__Provided information__.
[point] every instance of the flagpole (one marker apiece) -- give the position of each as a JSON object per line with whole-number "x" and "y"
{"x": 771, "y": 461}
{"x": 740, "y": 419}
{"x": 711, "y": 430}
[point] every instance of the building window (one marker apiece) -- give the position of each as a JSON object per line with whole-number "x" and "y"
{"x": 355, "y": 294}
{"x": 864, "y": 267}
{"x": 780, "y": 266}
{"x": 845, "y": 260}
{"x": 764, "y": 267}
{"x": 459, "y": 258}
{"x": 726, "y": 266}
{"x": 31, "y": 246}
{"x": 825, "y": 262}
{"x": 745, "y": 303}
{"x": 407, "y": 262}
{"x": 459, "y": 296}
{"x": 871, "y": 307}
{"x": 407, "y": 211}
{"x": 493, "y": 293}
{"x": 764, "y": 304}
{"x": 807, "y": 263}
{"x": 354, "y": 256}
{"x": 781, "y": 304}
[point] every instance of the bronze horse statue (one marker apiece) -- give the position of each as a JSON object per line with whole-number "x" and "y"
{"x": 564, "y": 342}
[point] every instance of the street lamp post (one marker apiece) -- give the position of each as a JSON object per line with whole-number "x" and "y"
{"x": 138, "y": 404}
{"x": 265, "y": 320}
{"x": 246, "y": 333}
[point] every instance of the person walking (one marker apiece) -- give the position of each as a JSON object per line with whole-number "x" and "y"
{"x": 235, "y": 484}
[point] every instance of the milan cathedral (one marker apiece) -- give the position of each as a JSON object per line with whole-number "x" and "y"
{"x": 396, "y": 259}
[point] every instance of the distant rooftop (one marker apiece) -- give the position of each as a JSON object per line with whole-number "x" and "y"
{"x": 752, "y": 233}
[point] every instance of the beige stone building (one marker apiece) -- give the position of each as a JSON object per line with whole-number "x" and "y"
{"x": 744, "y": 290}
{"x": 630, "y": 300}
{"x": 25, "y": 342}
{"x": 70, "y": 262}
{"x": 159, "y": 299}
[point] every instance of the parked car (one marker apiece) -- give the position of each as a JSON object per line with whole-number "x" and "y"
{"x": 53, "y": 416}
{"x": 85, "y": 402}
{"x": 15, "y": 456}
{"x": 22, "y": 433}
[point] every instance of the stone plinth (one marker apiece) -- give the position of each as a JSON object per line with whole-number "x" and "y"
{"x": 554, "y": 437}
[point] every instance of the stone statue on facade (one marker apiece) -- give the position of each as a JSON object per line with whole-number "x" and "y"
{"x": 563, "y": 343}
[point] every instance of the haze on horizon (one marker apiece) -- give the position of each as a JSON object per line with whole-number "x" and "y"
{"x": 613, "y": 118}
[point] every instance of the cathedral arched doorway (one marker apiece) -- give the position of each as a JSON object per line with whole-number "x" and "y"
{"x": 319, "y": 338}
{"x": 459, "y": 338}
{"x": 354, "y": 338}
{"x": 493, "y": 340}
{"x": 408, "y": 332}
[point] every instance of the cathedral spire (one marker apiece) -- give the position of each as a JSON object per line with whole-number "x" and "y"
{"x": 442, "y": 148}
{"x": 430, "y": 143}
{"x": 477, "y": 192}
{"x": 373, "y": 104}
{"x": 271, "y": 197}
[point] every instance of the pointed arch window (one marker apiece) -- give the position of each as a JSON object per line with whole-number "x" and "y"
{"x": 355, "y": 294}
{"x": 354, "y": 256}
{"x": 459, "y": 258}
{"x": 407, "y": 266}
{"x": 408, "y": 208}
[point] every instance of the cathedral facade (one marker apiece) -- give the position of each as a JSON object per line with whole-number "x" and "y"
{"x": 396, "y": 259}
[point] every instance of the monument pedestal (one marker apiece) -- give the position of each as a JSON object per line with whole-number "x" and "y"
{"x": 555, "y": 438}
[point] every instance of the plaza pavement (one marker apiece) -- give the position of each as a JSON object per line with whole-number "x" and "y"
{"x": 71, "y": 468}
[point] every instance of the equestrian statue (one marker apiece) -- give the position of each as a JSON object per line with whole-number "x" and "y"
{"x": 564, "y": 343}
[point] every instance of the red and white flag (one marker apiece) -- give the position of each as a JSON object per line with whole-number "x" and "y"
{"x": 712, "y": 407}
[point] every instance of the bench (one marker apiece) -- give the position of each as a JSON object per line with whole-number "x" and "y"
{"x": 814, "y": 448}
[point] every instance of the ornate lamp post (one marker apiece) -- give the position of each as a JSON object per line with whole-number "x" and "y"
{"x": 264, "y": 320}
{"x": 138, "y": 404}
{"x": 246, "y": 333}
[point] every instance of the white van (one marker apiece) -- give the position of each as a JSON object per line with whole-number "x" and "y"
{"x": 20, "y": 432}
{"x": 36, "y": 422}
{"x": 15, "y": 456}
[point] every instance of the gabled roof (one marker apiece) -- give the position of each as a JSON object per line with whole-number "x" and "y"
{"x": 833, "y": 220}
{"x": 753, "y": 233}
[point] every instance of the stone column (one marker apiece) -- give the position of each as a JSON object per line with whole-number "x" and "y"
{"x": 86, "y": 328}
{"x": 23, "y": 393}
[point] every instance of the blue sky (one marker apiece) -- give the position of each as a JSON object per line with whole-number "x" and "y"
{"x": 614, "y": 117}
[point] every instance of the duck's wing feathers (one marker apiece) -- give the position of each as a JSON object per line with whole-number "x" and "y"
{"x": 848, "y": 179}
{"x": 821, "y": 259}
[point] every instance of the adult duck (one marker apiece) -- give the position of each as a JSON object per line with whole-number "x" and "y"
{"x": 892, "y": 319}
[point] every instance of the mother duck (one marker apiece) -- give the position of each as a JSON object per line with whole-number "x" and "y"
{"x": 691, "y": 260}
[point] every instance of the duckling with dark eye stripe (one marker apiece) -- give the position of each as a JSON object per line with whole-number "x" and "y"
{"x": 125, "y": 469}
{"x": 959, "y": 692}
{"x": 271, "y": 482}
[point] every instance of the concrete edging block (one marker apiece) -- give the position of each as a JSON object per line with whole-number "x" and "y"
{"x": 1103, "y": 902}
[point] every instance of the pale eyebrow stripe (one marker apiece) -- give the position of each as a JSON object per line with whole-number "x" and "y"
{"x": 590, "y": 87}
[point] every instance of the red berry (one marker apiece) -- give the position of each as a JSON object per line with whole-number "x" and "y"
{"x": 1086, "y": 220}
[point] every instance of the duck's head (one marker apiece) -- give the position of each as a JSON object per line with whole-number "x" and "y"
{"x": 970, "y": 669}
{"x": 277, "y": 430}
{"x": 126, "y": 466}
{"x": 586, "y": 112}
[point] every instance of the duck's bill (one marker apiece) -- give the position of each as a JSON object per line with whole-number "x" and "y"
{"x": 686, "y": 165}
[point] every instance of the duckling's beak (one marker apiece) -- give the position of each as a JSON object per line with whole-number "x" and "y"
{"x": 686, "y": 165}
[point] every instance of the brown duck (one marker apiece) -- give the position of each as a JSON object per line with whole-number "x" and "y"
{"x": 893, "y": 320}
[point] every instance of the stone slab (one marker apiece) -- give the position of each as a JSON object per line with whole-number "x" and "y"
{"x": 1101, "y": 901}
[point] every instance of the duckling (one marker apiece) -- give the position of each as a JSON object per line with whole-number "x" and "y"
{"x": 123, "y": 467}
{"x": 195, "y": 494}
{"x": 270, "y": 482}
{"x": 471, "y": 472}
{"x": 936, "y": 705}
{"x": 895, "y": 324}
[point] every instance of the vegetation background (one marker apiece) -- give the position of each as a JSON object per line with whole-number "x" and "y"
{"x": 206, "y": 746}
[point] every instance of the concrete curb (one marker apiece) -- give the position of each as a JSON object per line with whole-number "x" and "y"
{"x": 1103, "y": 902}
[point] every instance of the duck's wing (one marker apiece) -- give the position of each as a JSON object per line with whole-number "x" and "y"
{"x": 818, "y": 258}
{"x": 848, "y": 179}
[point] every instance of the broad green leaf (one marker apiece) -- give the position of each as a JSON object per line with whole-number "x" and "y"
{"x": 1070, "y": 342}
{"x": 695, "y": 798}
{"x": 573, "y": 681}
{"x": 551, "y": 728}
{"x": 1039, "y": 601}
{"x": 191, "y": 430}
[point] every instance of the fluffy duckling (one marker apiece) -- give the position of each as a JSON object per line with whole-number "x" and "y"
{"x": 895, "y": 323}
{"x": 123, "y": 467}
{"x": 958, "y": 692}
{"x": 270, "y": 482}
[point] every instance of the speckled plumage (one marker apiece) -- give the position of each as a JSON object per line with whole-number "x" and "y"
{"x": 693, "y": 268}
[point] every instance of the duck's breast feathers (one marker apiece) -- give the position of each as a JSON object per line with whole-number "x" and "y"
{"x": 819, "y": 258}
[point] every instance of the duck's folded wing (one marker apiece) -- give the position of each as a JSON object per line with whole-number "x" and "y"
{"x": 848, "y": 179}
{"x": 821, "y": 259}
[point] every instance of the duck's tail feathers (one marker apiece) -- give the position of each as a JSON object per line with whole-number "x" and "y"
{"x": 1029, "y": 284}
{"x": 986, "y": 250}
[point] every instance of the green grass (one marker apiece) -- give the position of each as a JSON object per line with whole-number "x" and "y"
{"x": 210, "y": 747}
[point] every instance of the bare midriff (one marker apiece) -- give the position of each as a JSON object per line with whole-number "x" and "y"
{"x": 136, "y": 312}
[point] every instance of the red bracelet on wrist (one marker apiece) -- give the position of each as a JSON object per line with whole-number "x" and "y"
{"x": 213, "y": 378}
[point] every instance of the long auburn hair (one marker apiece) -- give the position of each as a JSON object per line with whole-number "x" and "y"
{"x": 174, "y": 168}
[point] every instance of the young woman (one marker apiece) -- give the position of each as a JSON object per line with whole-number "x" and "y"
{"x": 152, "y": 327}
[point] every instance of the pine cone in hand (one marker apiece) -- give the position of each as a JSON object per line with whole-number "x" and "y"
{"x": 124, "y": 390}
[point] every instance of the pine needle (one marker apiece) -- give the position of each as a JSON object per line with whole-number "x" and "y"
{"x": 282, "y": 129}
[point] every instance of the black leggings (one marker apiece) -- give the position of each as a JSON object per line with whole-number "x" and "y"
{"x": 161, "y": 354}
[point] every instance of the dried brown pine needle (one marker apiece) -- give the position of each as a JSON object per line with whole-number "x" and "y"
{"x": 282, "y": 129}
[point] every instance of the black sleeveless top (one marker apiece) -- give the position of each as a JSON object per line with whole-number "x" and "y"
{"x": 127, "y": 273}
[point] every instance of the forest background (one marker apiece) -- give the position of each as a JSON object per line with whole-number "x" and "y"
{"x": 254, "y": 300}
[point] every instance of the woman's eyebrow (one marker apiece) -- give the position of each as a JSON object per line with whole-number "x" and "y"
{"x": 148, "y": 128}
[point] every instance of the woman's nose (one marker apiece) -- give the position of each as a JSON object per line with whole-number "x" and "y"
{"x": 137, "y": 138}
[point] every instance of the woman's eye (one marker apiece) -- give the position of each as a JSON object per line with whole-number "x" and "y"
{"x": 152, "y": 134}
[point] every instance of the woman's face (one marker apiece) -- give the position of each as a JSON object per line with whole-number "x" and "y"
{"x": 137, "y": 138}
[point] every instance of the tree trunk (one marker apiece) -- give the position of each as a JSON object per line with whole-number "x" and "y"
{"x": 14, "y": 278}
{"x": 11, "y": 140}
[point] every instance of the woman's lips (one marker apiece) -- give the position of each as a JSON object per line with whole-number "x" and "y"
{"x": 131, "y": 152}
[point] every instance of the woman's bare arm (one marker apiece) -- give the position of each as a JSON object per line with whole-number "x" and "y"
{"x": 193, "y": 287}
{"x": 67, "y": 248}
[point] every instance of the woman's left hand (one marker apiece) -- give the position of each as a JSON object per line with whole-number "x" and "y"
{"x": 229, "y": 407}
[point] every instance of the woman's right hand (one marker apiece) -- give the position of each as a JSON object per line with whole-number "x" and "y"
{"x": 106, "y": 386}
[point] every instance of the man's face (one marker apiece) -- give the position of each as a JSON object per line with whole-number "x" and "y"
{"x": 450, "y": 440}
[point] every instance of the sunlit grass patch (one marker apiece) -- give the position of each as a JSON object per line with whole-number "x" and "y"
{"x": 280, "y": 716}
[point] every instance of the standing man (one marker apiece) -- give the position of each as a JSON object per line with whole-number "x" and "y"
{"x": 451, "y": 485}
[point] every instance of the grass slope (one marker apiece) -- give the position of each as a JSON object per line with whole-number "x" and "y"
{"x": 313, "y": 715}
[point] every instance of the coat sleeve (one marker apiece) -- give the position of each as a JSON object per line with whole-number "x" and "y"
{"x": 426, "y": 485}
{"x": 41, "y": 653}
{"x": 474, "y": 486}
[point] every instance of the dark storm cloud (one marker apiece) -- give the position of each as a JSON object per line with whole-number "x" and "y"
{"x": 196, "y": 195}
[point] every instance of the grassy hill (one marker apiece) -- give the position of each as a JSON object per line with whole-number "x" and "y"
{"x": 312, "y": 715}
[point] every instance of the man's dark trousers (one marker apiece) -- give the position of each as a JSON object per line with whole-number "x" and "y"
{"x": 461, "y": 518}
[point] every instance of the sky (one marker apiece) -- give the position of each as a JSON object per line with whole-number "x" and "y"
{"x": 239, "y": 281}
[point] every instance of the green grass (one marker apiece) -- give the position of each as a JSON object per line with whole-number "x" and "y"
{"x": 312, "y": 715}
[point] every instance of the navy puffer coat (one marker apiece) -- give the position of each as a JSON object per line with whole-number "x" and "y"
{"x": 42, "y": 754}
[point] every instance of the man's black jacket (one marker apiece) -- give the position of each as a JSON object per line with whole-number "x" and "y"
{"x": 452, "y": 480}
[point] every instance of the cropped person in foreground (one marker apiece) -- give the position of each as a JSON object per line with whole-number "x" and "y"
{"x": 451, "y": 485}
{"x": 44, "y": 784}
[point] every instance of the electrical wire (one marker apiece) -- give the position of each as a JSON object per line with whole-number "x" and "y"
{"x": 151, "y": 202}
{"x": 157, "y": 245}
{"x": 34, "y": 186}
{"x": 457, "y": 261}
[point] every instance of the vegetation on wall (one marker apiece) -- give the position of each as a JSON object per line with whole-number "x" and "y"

__Exercise__.
Write out again, exactly, the lines from the one holding "[point] every instance of the sky" through the end of the listing, with both ends included.

__Response to the exercise__.
[point] every instance of the sky (one marker apiece) -- give the position of each as a JSON object per line with whole-number "x" and "y"
{"x": 239, "y": 281}
[point] every instance of the green grass (one marker apiece) -- give the position of each as a JSON object per line with whole-number "x" and "y"
{"x": 312, "y": 715}
[point] every instance of the navy puffer coat (one marker apiece) -- give the position of each as a JSON object per line with whole-number "x" and "y"
{"x": 42, "y": 754}
[point] every instance of the man's black jacket (one marker apiece) -- give the position of each as a JSON object per line with whole-number "x" and "y"
{"x": 452, "y": 480}
[point] every instance of the cropped person in foreground (one marker apiece) -- give the position of each as a JSON object per line with whole-number "x" and "y"
{"x": 451, "y": 485}
{"x": 44, "y": 784}
[point] every instance of the electrical wire (one marker apiece) -- give the position of each as a JSON object per line with whole-number "x" and "y"
{"x": 151, "y": 202}
{"x": 157, "y": 245}
{"x": 34, "y": 186}
{"x": 457, "y": 261}
[point] every instance of the vegetation on wall (one marker apiece) -- give the position of each as a JSON object per line with whole-number "x" and "y"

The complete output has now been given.